Directive: Present the data below as a numbered list, omitting blank lines and leaving out the pictures.

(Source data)
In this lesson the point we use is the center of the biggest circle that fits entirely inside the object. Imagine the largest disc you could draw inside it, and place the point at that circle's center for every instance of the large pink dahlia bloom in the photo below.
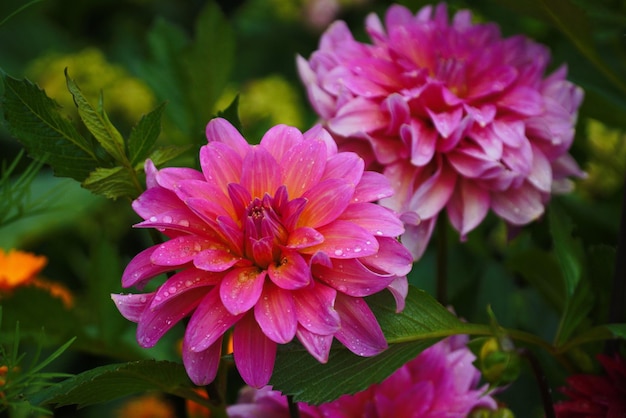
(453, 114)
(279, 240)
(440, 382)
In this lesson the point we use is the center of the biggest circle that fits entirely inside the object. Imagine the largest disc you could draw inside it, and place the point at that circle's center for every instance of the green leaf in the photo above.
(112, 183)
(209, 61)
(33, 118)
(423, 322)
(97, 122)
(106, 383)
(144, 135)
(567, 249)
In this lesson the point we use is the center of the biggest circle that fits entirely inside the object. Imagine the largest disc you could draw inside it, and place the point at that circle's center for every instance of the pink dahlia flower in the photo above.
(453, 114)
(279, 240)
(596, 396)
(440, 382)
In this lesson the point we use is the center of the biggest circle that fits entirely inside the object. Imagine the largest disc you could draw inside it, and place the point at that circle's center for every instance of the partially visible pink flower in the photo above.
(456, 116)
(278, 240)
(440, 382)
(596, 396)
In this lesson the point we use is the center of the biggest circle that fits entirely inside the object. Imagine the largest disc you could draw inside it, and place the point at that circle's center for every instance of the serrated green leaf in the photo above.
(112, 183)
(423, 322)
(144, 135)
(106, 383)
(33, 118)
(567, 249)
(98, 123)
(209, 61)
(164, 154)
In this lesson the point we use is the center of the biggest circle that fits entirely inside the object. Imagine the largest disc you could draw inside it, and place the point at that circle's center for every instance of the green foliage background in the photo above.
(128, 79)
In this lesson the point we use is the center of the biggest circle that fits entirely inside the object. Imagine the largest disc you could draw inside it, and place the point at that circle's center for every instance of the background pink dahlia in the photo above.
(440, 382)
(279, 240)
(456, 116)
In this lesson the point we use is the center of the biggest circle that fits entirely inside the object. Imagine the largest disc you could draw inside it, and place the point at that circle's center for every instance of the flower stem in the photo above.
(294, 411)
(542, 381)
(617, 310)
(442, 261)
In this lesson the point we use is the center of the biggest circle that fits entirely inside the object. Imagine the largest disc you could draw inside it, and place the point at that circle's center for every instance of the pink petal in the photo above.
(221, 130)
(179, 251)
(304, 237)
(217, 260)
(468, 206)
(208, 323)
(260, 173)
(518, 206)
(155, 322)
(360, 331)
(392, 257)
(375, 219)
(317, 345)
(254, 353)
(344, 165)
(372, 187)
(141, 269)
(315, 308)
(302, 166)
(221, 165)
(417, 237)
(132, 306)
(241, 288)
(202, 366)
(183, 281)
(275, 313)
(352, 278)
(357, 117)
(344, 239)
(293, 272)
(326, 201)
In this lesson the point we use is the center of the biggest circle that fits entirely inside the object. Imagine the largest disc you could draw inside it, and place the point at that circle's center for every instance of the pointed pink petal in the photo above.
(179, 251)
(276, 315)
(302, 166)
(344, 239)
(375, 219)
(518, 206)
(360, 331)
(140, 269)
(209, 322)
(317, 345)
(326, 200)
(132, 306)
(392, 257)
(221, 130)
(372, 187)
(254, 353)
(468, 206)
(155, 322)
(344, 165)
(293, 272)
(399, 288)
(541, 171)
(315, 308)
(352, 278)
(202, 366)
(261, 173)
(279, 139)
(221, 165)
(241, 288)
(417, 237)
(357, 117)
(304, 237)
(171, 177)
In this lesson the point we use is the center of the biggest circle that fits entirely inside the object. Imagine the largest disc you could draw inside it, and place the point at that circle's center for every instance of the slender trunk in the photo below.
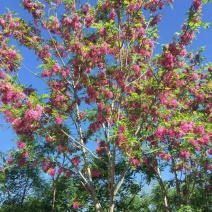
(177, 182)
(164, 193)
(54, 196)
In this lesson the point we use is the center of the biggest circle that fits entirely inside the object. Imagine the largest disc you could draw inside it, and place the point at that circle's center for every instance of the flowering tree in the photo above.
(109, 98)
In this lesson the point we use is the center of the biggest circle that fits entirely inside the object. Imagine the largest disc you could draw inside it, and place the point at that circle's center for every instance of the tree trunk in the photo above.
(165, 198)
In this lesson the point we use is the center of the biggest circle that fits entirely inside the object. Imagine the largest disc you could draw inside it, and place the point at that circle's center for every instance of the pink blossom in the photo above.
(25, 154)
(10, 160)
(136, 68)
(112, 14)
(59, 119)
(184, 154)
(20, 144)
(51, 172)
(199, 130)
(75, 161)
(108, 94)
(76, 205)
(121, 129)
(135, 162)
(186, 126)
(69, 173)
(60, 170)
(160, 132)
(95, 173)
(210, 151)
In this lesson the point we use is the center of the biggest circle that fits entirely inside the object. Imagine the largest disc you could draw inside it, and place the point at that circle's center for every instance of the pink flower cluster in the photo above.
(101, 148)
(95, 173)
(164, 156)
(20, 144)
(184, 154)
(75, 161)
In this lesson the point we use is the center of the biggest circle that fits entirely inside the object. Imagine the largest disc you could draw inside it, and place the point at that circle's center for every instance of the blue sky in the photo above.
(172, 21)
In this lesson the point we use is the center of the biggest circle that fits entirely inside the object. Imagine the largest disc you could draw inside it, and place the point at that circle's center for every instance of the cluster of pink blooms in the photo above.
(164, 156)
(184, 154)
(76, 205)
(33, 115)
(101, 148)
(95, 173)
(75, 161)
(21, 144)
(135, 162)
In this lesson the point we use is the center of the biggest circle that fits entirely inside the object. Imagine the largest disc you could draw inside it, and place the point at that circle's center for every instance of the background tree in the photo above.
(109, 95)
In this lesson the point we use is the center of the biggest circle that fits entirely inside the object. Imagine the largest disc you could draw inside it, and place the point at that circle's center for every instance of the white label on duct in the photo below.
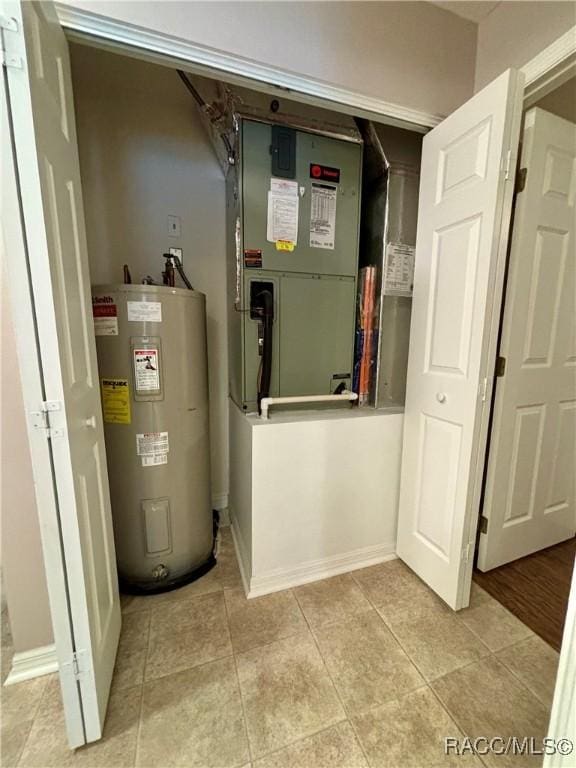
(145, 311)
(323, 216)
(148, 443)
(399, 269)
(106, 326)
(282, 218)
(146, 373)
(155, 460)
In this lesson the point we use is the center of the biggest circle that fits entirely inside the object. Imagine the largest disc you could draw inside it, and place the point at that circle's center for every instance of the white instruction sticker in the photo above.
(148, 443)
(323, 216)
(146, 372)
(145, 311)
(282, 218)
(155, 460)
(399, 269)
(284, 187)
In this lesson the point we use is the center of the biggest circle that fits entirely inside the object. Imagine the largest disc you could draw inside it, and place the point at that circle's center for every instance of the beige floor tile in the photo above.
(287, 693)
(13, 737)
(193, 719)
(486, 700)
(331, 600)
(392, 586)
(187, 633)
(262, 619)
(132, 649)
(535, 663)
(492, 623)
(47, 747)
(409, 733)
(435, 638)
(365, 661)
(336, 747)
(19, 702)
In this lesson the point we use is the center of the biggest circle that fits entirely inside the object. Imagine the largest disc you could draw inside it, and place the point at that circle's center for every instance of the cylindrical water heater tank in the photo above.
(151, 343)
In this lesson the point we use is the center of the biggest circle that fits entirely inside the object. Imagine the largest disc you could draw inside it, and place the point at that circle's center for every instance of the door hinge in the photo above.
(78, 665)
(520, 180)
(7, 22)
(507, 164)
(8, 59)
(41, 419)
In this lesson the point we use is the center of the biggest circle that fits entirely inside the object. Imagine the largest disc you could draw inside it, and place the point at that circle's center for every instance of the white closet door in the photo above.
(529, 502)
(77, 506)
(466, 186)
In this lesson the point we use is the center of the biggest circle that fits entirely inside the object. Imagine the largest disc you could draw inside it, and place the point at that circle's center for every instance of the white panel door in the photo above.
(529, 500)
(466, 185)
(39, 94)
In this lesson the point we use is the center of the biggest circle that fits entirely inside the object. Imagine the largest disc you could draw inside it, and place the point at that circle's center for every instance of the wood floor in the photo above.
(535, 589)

Task output:
1. In this lesson the point we use is the center of the biggest circle that fits entirely inside the object. Imagine the largest disc you could draw inside it, and place the point at that circle's center for every instance of the large pink dahlia bloom in the photo below.
2. (453, 114)
3. (279, 240)
4. (440, 382)
5. In this lesson the point we use is the center of the biggest circle that fits entirely inside the object. Imagine the largest disc you could draw inside it, and place the point at that circle's center for every instance of the green leaf in the photo above.
6. (112, 183)
7. (209, 61)
8. (33, 118)
9. (423, 322)
10. (97, 122)
11. (106, 383)
12. (144, 135)
13. (567, 249)
14. In this lesson the point we use is the center of the biggest circle that fits entirely inside the object. Imagine the largest disc you could draw inside it, and place the point at that circle's center for every instance of the pink dahlia flower in the photo above.
15. (453, 114)
16. (279, 240)
17. (596, 396)
18. (440, 382)
19. In this lesson the point we use is the center of the biggest circle that fits entirely inside the object. Imagine the largest disc you could draw inside it, and place the point at that circle's center for every instance of the partially visible pink flower in the photo above.
20. (456, 116)
21. (278, 240)
22. (440, 382)
23. (596, 396)
24. In this lesson the point we use is the center of the biggest circle that fits entirely inside the object. Imagine the largest disc you could draw inside it, and place the point at that circle's center for every instance of the serrated green leaf in the photo above.
25. (112, 183)
26. (423, 322)
27. (144, 135)
28. (106, 383)
29. (33, 118)
30. (567, 249)
31. (98, 123)
32. (209, 61)
33. (164, 154)
34. In this lesson the point we use is the center of the biggest circle that fits entirely inside the object. Imagine the largest disc you could draw inside it, and place the point at that circle's center for every instance of the green foliage background in the photo above.
35. (128, 79)
36. In this lesson the point we use is the center of the biggest circle that fits entirely inside the object. Imagine the largest disc you could draw inside it, and place the point at that circle's center for every instance of the background pink dahlia in the photo above.
37. (440, 382)
38. (279, 240)
39. (456, 116)
40. In this lesson the point we use is the center of the biggest circle that fits entirely inside the object. Imagine the largest disc you could draw inside it, and place the point at that circle's center for every instance of the flower stem in the photo above.
41. (294, 411)
42. (542, 381)
43. (617, 310)
44. (442, 261)
45. In this lesson the point we use is the center of the biggest circle that fits entirely inside the object. Imagine the largest disc you could draw inside it, and place the point at that circle's center for every instance of the pink petal in the photo above.
46. (221, 130)
47. (179, 251)
48. (304, 237)
49. (217, 260)
50. (468, 206)
51. (208, 323)
52. (260, 173)
53. (518, 206)
54. (155, 322)
55. (360, 331)
56. (392, 257)
57. (375, 219)
58. (317, 345)
59. (254, 353)
60. (344, 165)
61. (372, 187)
62. (141, 269)
63. (315, 308)
64. (302, 166)
65. (221, 165)
66. (417, 237)
67. (132, 306)
68. (241, 288)
69. (202, 366)
70. (183, 281)
71. (275, 313)
72. (352, 278)
73. (357, 117)
74. (344, 239)
75. (293, 272)
76. (326, 201)
77. In this lesson the point we use is the center of the biggest circle that fits entirely inside the object. Imagine the largest disc you could draw inside it, and place the point at that circle's center for every instance of the pointed pink petal in the photo above.
78. (179, 251)
79. (276, 315)
80. (302, 166)
81. (344, 239)
82. (375, 219)
83. (518, 206)
84. (360, 331)
85. (140, 269)
86. (209, 322)
87. (317, 345)
88. (326, 200)
89. (132, 306)
90. (392, 257)
91. (221, 130)
92. (372, 187)
93. (254, 353)
94. (468, 206)
95. (155, 322)
96. (344, 165)
97. (293, 272)
98. (399, 288)
99. (541, 171)
100. (315, 308)
101. (352, 278)
102. (202, 366)
103. (261, 173)
104. (279, 139)
105. (221, 165)
106. (241, 288)
107. (417, 237)
108. (357, 117)
109. (304, 237)
110. (171, 177)
111. In this lesson the point we use is the center of the biggest circle that fits entirely inside the object. Imagine the largest disc you could draw inside it, and place the point at that circle's center for every instance of the slender trunk in the photo below.
112. (177, 182)
113. (164, 193)
114. (54, 196)
115. In this lesson the point we use is the center of the biggest circle that fits entirely inside the object. Imagine the largest disc you could draw inside it, and place the point at that circle's center for every instance of the flowering tree in the photo above.
116. (109, 98)
117. In this lesson the point we use is the center of the biggest circle that fits entirely inside the object. Imagine the largest disc you could draw inside it, and place the point at that circle's center for every instance of the tree trunk in the photo above.
118. (165, 198)
119. In this lesson the point we use is the center of the biggest circle that fits entirely inside the object. Imagine the largest disc you could draw inside it, and place the point at that circle's center for every instance of the pink blossom in the photo above.
120. (25, 154)
121. (10, 160)
122. (136, 68)
123. (112, 14)
124. (59, 119)
125. (184, 154)
126. (20, 144)
127. (51, 172)
128. (199, 130)
129. (75, 161)
130. (108, 94)
131. (76, 205)
132. (121, 129)
133. (135, 162)
134. (186, 126)
135. (69, 173)
136. (60, 170)
137. (160, 132)
138. (95, 173)
139. (210, 151)
140. In this lesson the point we use is the center of the biggest circle that fits entirely inside the object. Imagine the largest disc you could draw inside it, and place the point at that circle's center for every instance of the pink flower cluster in the photo above.
141. (101, 148)
142. (95, 173)
143. (164, 156)
144. (20, 144)
145. (184, 154)
146. (75, 161)
147. In this lesson the point we use is the center of the biggest circle that fits entirely inside the object. Imagine the largest disc you could draw inside it, and place the point at that circle's center for every instance of the blue sky in the photo above.
148. (172, 21)
149. In this lesson the point we use is the center of the biggest circle that fits entirely inside the object. Imagine the largest disc you could draw inside it, and place the point at that circle's center for every instance of the cluster of pink blooms in the photo above.
150. (164, 156)
151. (184, 154)
152. (76, 205)
153. (33, 115)
154. (101, 148)
155. (95, 173)
156. (75, 161)
157. (21, 144)
158. (135, 162)
159. In this lesson the point we use is the center of the biggest circle that fits entirely inside the object. Imagine the largest disc you could draw inside it, and place the point at that circle's center for every instance of the background tree in the photo above.
160. (109, 95)
161. In this lesson the point we use is the center of the biggest circle that fits entirely inside the object. Imagine the largest disc you could draw inside it, and place the point at that circle's center for every instance of the white label on duct in the photo below.
162. (145, 311)
163. (323, 216)
164. (148, 443)
165. (399, 269)
166. (106, 326)
167. (282, 218)
168. (146, 373)
169. (155, 460)
170. In this lesson the point we use is the center of the biggest circle that fits entirely inside the object. Imagine the largest disc you could draw inside it, and place the point at that circle's center for every instance of the white instruction sticker in the photo above.
171. (148, 443)
172. (323, 216)
173. (146, 372)
174. (145, 311)
175. (282, 218)
176. (155, 460)
177. (399, 269)
178. (284, 187)
179. In this lesson the point we use is the center of the biggest circle that fits entirely inside the object. Imagine the largest disc you could draw inside it, and place the point at that circle's center for every instance of the beige floor tile in the photo above.
180. (287, 693)
181. (13, 737)
182. (193, 719)
183. (486, 700)
184. (331, 600)
185. (392, 586)
186. (187, 633)
187. (262, 619)
188. (132, 649)
189. (535, 663)
190. (492, 623)
191. (47, 747)
192. (409, 733)
193. (435, 638)
194. (365, 661)
195. (336, 747)
196. (19, 702)
197. In this lesson the point we use is the center of the biggest circle that fits entirely inside the object. Imagine the largest disc you could draw inside it, and place the point at that circle's center for every instance of the cylindrical water heater tank in the photo above.
198. (151, 343)
199. In this lesson the point we use is the center of the biggest circle that fits entirely inside the object. Imagine the largest disc you could draw inside it, and place the point at that circle's center for every instance of the door hinge in the photo above.
200. (78, 665)
201. (520, 180)
202. (7, 22)
203. (507, 164)
204. (8, 59)
205. (41, 419)
206. In this lesson the point we use is the center of the biggest circle that fits entirely inside the object. Imagine the largest disc you could draw inside it, and place the point at that circle's center for every instance of the white closet door in the photo above.
207. (529, 502)
208. (77, 506)
209. (466, 186)
210. In this lesson the point we use is the center of the biggest circle that fits entirely inside the object. Imagine the largest disc you could draw inside it, and place the point at that circle's center for every instance of the white panel door in the photo above.
211. (529, 500)
212. (466, 185)
213. (39, 94)
214. In this lesson the point we use is the center of the biggest circle that fits entirely inside the object. Imagine the largest disc you could draw inside it, and place the point at that circle's center for every instance of the wood floor in the photo above.
215. (535, 589)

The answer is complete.